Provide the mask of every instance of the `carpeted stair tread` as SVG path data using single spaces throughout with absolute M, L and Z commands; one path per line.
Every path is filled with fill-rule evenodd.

··········

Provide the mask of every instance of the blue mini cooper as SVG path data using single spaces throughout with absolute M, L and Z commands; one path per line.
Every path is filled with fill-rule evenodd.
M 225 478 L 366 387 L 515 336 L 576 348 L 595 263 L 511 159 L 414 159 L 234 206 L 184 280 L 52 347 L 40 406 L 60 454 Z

··········

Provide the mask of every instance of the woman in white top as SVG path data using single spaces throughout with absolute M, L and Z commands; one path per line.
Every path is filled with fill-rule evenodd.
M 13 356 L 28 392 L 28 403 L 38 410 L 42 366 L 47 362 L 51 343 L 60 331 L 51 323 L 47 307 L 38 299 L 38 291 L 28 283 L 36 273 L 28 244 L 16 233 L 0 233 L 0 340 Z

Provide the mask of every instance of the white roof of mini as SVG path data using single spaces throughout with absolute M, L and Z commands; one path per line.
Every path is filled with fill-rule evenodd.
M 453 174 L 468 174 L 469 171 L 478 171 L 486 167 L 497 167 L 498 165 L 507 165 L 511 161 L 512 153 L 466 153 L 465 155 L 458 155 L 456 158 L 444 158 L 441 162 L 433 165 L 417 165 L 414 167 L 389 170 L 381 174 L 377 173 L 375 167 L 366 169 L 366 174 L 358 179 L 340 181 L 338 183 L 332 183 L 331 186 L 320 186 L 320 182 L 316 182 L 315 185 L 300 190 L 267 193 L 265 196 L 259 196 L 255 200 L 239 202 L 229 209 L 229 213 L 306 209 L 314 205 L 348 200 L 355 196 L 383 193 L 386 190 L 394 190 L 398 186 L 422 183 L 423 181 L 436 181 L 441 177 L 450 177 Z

··········

Problem to work on -
Echo the material verbatim from the line with "Provide the mask of every instance of the woman" up to and including the line with "M 453 174 L".

Task result -
Provide the mask of every instance of the woman in white top as SVG path data using single spaces throughout with absolute M, L and Z commands; one path per line.
Every path is filled with fill-rule evenodd.
M 13 356 L 28 392 L 28 403 L 38 410 L 42 366 L 47 362 L 51 343 L 60 331 L 51 323 L 47 307 L 38 299 L 38 291 L 28 283 L 36 273 L 28 244 L 16 233 L 0 233 L 0 340 Z

Provide the mask of every instance of the white roof of mini as SVG path data using single spaces throughout with absolute M, L and Z commands; one path per line.
Every path is filled with fill-rule evenodd.
M 453 174 L 468 174 L 469 171 L 478 171 L 486 167 L 497 167 L 498 165 L 507 165 L 511 161 L 512 153 L 466 153 L 465 155 L 458 155 L 456 158 L 444 158 L 441 162 L 433 165 L 417 165 L 414 167 L 389 170 L 381 174 L 377 173 L 375 167 L 366 169 L 366 174 L 358 179 L 340 181 L 338 183 L 332 183 L 331 186 L 320 186 L 320 182 L 316 182 L 315 185 L 300 190 L 267 193 L 265 196 L 259 196 L 255 200 L 239 202 L 229 209 L 229 213 L 306 209 L 314 205 L 348 200 L 355 196 L 383 193 L 386 190 L 394 190 L 398 186 L 422 183 L 423 181 L 436 181 L 441 177 L 450 177 Z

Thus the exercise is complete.